*** Ausgewählter Textauszug ***

Die Probanden wurden dabei in Echtzeit über das Smartphone befragt, statt im Nachhinein. Außerdem wurden ihre Emotionen auf einer breiten Skala abgefragt und nicht nur dichotom (ja oder nein) – ein Vorgehen, das auch Jan Delhey begrüßt. Der Glücksforscher und Soziologe von der Universität Magdeburg lobt zudem die detaillierte Einkommensmessung der Studie in einer unabhängigen Klassifizierung. „Die insgesamt bessere Methode könnte tatsächlich zu dem neuen Ergebnis geführt haben“, so Delhey. Der Wissenschaftler ist aber auch der Meinung, dass sich die Ergebnisse nicht einfach auf Deutschland übertragen lassen. Schließlich sei die Gesellschaft in den USA viel wettbewerbsorientierter und materialistischer, zudem hänge Erfolg stärker vom wirtschaftlichen Status ab. Nicht zuletzt hätte sich die Studie, unabhängig von kulturellen Unterschieden, allein auf Berufstätige konzentriert, für die materielle Dinge grundsätzlich eine größere Rolle spielte.

***

Aufgabenstellung:
Prüfen Sie, ob die folgenden Aussagen mit dem Textauszug oben übereinstimmen, und beantworten Sie jede mit Ja oder Nein samt den entscheidenden Worten des Textauszugs als wörtliches Zitat.
1. Die Probanden wurden im Nachhinein befragt.
2. Die Emotionen wurden nur mit ja oder nein abgefragt.
3. Jan Delhey meint, die Ergebnisse ließen sich nicht einfach auf Deutschland übertragen.

*** Einträge ***

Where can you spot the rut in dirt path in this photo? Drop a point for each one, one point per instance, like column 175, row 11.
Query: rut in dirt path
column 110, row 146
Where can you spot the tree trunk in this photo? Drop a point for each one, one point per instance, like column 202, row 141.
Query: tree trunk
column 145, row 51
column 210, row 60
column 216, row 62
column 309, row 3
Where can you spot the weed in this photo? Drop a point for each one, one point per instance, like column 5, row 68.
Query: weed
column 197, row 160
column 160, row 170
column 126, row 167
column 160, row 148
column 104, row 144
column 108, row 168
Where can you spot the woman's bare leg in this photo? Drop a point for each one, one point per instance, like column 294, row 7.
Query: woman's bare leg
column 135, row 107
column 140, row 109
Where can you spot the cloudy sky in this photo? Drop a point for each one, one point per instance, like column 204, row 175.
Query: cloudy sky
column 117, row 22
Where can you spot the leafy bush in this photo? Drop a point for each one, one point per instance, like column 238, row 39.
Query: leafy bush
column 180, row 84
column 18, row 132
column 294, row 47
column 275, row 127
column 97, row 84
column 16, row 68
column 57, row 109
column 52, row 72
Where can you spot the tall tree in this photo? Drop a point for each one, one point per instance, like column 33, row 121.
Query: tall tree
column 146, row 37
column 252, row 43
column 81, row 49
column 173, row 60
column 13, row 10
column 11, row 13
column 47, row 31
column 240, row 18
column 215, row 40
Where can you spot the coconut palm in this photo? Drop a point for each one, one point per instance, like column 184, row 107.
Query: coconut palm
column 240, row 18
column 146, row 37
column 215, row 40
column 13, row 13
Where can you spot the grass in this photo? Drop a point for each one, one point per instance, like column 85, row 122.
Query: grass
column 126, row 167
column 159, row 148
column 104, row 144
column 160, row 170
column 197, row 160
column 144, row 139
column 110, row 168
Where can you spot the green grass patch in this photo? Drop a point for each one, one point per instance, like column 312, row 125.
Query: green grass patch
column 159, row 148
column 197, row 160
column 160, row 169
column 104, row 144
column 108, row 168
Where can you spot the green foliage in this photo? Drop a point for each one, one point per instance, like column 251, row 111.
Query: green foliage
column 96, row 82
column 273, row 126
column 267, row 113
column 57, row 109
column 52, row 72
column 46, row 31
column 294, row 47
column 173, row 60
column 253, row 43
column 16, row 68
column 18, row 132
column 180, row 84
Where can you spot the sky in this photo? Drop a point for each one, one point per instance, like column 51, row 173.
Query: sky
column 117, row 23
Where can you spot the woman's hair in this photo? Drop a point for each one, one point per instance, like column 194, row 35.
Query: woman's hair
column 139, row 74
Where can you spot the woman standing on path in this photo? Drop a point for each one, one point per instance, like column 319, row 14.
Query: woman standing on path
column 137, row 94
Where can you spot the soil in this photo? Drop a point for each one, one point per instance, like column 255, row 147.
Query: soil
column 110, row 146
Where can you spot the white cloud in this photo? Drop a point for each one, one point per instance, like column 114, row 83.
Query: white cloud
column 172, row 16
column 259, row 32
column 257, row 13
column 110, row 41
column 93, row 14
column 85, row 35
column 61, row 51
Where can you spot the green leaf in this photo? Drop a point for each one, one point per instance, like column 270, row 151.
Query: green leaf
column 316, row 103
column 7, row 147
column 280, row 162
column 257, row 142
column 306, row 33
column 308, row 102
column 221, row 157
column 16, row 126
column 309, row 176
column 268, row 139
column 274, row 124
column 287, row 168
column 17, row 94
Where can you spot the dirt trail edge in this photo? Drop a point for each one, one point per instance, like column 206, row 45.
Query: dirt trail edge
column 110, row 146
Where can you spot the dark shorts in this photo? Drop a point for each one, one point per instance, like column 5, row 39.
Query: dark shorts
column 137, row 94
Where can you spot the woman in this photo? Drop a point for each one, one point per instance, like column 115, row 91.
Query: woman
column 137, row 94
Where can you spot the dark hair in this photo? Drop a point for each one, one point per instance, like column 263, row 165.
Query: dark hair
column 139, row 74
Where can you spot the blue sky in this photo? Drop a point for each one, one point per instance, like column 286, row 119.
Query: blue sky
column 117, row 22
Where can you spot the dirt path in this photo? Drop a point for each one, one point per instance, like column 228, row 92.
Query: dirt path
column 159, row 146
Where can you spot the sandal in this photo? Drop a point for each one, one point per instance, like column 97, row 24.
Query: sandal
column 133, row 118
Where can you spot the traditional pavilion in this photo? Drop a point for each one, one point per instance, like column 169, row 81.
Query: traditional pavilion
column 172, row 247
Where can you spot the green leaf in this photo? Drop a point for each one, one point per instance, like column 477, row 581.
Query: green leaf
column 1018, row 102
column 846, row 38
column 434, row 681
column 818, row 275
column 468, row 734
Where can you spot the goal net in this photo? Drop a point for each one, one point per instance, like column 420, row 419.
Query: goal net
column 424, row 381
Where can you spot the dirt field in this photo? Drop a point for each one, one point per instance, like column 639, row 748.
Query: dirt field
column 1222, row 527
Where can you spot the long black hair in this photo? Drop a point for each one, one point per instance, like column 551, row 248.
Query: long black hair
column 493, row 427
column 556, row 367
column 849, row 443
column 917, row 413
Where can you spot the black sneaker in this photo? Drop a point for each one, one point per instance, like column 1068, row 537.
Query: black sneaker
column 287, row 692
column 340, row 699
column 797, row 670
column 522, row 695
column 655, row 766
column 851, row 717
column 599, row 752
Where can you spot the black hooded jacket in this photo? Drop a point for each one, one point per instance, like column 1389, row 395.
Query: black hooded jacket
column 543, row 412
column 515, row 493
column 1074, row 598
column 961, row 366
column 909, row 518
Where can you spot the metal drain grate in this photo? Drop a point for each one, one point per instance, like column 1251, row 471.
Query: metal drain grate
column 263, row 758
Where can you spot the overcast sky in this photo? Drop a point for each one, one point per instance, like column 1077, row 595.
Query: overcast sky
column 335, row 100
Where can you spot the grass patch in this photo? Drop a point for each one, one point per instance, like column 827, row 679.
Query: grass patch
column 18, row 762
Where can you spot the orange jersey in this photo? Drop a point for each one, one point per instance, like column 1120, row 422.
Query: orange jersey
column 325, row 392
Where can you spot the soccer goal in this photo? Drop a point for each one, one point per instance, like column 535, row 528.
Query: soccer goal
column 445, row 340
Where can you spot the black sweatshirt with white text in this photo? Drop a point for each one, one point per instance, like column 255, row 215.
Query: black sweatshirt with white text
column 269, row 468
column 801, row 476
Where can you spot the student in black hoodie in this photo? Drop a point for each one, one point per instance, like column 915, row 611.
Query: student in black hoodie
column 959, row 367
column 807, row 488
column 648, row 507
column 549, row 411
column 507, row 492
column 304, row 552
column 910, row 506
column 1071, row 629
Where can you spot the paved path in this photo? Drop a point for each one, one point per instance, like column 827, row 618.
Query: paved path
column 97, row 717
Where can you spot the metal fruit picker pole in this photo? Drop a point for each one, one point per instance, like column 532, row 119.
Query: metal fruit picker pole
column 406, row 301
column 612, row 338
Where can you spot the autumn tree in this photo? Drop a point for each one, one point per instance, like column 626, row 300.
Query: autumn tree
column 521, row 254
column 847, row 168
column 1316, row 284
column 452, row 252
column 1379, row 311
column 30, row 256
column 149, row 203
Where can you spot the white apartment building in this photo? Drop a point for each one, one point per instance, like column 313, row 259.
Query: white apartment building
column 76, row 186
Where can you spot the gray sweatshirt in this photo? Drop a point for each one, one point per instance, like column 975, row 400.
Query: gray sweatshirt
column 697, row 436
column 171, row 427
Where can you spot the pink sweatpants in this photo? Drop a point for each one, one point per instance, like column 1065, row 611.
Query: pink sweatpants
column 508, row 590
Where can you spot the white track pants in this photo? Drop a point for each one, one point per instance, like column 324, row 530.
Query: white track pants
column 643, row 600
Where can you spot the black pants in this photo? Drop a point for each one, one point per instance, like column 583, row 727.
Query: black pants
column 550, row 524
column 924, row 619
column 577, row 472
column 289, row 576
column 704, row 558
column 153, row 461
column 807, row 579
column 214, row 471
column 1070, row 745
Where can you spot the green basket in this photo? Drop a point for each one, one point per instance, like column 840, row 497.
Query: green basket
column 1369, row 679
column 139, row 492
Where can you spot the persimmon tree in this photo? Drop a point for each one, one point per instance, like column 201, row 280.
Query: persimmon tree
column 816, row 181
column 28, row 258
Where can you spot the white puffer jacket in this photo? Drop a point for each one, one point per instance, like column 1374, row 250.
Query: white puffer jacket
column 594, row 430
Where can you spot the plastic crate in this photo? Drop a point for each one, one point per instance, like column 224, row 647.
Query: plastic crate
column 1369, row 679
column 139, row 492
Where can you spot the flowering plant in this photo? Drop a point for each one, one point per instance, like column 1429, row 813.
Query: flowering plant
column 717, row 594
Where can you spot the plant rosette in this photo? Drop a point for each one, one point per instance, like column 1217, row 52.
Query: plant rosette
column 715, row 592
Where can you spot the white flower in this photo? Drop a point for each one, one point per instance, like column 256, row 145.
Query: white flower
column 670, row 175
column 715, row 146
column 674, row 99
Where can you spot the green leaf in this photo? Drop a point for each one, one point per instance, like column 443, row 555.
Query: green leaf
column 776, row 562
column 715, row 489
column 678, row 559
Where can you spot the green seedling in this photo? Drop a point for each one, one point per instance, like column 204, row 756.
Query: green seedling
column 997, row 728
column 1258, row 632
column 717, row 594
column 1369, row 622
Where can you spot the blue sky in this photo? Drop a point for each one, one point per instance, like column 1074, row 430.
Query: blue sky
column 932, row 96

***

Richtige Lösung:
1. Nein: „in Echtzeit über das Smartphone befragt, statt im Nachhinein“
2. Nein: „auf einer breiten Skala abgefragt und nicht nur dichotom (ja oder nein)“
3. Ja: „dass sich die Ergebnisse nicht einfach auf Deutschland übertragen lassen“